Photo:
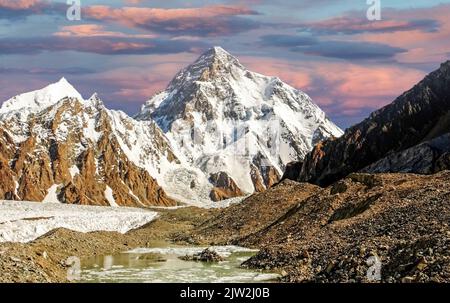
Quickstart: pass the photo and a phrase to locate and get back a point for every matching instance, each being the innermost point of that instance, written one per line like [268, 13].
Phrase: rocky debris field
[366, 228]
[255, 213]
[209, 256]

▬▬▬▬▬▬▬▬▬▬

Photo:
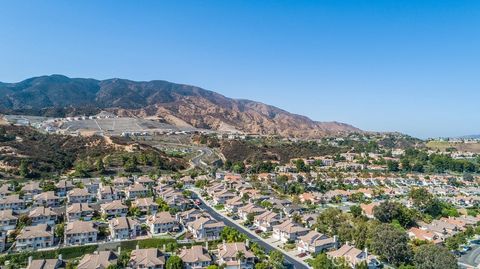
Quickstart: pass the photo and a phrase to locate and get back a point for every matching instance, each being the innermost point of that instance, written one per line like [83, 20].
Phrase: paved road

▬▬▬▬▬▬▬▬▬▬

● What you have to do
Please gather each line from the entries above that contains the word "every" and copy those lines out in full.

● Solution below
Quickstart: pass the photo and a phrase to locate and get back a point for every matching instance, each being the innermost point of that instance, written one per line like [268, 13].
Quickstart: pass the photo and a phrase to locate and get back a point for every matching instance, each being the innermost point of that instance, written one per line like [83, 20].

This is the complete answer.